==== PROVIDED RECORDS ====

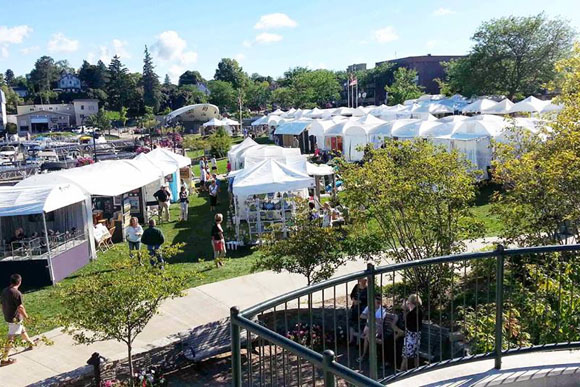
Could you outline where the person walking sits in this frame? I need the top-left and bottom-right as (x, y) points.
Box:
(125, 217), (143, 258)
(211, 156), (217, 172)
(211, 213), (226, 267)
(154, 184), (171, 223)
(141, 219), (165, 267)
(179, 186), (189, 221)
(209, 179), (219, 211)
(1, 274), (37, 366)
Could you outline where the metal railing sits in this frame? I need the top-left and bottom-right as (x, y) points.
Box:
(230, 244), (580, 386)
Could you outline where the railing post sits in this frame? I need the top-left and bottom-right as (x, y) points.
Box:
(366, 263), (378, 380)
(494, 244), (505, 370)
(230, 306), (242, 387)
(322, 349), (336, 387)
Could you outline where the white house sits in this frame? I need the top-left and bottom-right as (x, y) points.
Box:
(57, 72), (82, 92)
(0, 89), (6, 130)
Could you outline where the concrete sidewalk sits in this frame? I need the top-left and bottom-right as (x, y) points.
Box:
(0, 238), (497, 387)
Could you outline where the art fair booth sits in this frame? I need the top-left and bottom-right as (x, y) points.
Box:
(231, 159), (314, 243)
(273, 120), (314, 153)
(228, 137), (259, 171)
(17, 159), (163, 246)
(136, 148), (192, 203)
(0, 184), (94, 289)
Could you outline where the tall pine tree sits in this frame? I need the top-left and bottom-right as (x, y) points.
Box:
(142, 46), (161, 113)
(107, 55), (130, 111)
(163, 74), (172, 86)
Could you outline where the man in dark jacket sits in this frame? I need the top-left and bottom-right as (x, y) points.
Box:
(141, 219), (165, 267)
(153, 184), (171, 223)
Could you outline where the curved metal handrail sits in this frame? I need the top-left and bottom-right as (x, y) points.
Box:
(231, 244), (580, 386)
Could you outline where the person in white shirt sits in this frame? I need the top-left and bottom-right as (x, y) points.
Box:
(125, 217), (144, 257)
(357, 295), (388, 363)
(211, 157), (217, 172)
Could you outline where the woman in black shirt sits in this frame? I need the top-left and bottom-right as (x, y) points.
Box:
(211, 213), (226, 267)
(348, 278), (368, 344)
(400, 294), (423, 371)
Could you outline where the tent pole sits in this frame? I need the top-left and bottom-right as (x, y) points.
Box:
(42, 212), (56, 284)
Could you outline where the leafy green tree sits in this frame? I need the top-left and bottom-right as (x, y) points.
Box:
(85, 107), (112, 134)
(340, 140), (484, 293)
(163, 74), (171, 86)
(58, 247), (189, 382)
(245, 80), (271, 111)
(0, 85), (22, 113)
(207, 127), (232, 157)
(178, 70), (204, 87)
(139, 106), (158, 135)
(493, 44), (580, 246)
(142, 46), (161, 113)
(385, 67), (423, 105)
(214, 58), (246, 89)
(255, 199), (347, 286)
(207, 80), (237, 112)
(4, 69), (15, 86)
(292, 69), (341, 108)
(442, 13), (574, 99)
(79, 60), (109, 90)
(119, 106), (128, 128)
(278, 66), (311, 87)
(29, 56), (59, 95)
(271, 87), (294, 108)
(183, 134), (209, 153)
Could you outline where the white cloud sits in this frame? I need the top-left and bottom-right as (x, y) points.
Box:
(374, 26), (399, 43)
(168, 65), (185, 83)
(180, 50), (198, 65)
(0, 25), (32, 44)
(112, 39), (130, 58)
(426, 40), (439, 49)
(19, 46), (40, 55)
(0, 46), (8, 59)
(234, 53), (246, 62)
(433, 8), (455, 16)
(254, 32), (283, 44)
(152, 30), (198, 67)
(254, 13), (297, 30)
(242, 40), (252, 48)
(48, 33), (79, 53)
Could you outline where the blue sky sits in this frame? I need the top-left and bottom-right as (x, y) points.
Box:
(0, 0), (579, 83)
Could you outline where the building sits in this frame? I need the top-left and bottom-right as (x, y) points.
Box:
(374, 54), (465, 104)
(347, 63), (367, 73)
(0, 89), (6, 130)
(164, 103), (220, 134)
(57, 72), (82, 92)
(16, 99), (98, 132)
(11, 86), (28, 98)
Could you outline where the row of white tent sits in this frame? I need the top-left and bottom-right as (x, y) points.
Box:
(251, 95), (562, 128)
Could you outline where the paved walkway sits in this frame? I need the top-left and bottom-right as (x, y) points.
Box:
(0, 238), (498, 387)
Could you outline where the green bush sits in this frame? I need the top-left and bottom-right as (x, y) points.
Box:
(5, 122), (17, 134)
(208, 127), (232, 157)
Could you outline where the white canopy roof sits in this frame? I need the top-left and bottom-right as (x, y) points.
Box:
(369, 119), (419, 139)
(203, 118), (225, 127)
(267, 115), (283, 126)
(484, 99), (514, 115)
(0, 184), (87, 216)
(391, 120), (441, 139)
(509, 96), (549, 113)
(333, 107), (354, 116)
(450, 117), (507, 139)
(540, 100), (563, 113)
(462, 99), (498, 114)
(412, 103), (454, 114)
(309, 119), (341, 137)
(270, 109), (284, 116)
(136, 148), (191, 175)
(17, 159), (163, 196)
(242, 145), (301, 162)
(232, 159), (314, 196)
(223, 118), (240, 126)
(308, 108), (324, 118)
(306, 162), (334, 176)
(274, 120), (312, 136)
(228, 137), (259, 166)
(251, 116), (268, 126)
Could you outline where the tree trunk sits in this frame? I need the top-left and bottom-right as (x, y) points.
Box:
(127, 343), (134, 387)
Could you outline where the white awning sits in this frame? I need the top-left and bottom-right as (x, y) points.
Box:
(274, 121), (311, 135)
(0, 184), (87, 216)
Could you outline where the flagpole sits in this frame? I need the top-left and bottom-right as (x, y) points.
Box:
(347, 77), (350, 108)
(356, 82), (359, 108)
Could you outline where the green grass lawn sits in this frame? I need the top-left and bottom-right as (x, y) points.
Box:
(471, 183), (503, 236)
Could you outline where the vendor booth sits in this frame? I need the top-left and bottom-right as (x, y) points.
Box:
(17, 159), (163, 245)
(231, 159), (314, 243)
(228, 137), (259, 171)
(136, 148), (192, 203)
(273, 120), (314, 153)
(0, 184), (94, 288)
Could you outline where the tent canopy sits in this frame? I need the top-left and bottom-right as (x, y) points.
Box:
(509, 96), (549, 113)
(232, 159), (314, 196)
(462, 99), (498, 114)
(484, 99), (514, 115)
(274, 120), (312, 136)
(17, 159), (163, 197)
(202, 118), (225, 127)
(223, 118), (240, 126)
(306, 162), (334, 176)
(0, 184), (87, 216)
(136, 148), (190, 175)
(251, 116), (268, 126)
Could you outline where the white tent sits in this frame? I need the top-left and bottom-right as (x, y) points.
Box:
(223, 118), (240, 126)
(462, 99), (498, 114)
(267, 115), (283, 127)
(232, 158), (314, 197)
(306, 162), (334, 176)
(251, 116), (268, 126)
(309, 119), (342, 150)
(228, 137), (259, 170)
(0, 184), (87, 217)
(509, 96), (549, 113)
(137, 148), (190, 171)
(270, 109), (284, 116)
(333, 107), (355, 116)
(343, 115), (386, 161)
(274, 120), (312, 136)
(437, 115), (470, 123)
(17, 159), (163, 197)
(412, 103), (454, 115)
(391, 120), (441, 139)
(202, 117), (225, 127)
(241, 145), (301, 169)
(308, 108), (324, 119)
(484, 99), (514, 115)
(540, 99), (563, 113)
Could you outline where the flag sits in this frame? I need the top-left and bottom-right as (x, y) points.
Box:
(349, 77), (358, 86)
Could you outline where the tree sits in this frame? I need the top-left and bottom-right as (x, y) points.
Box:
(79, 60), (109, 90)
(106, 55), (133, 111)
(29, 56), (59, 96)
(4, 69), (15, 86)
(245, 80), (271, 111)
(492, 44), (580, 246)
(163, 74), (172, 86)
(340, 140), (484, 294)
(255, 199), (347, 286)
(271, 87), (294, 108)
(207, 127), (232, 157)
(178, 70), (204, 87)
(292, 69), (341, 108)
(278, 67), (311, 88)
(442, 13), (575, 99)
(119, 106), (128, 128)
(214, 58), (246, 89)
(207, 80), (237, 112)
(142, 46), (161, 113)
(85, 107), (112, 134)
(0, 85), (22, 113)
(183, 134), (209, 153)
(58, 248), (188, 382)
(385, 67), (423, 105)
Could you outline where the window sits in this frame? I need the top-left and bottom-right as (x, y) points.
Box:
(81, 105), (85, 110)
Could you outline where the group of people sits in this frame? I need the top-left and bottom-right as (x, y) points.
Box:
(308, 201), (344, 227)
(348, 278), (424, 371)
(198, 157), (220, 211)
(125, 217), (165, 266)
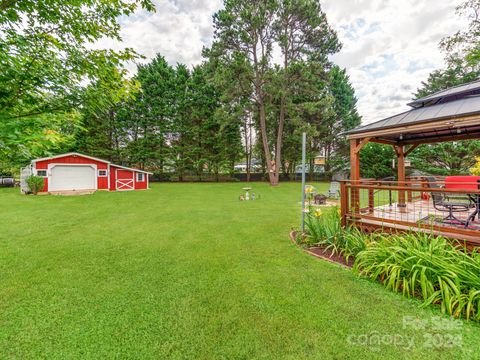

====

### [ABOUT THIS EXERCISE]
There is a line with "Could you outline where the woman" and a line with "Could you outline where the leafy" above. Copy exactly those two lines and all lines between them, with nothing else.

### [TASK ANSWER]
Could you outline where the woman in black shirt sits in this frame? I need the top-left and bottom-right as (x, y) points.
Box:
(211, 213), (226, 267)
(348, 278), (368, 344)
(400, 294), (423, 371)
Could you outline where the tent pole sits in this frame? I need the top-left and bottom-right as (x, y) points.
Box:
(42, 212), (56, 284)
Could you outline where the leafy green tree sits in this frame? I need the top-left and bottom-right as (x, y) points.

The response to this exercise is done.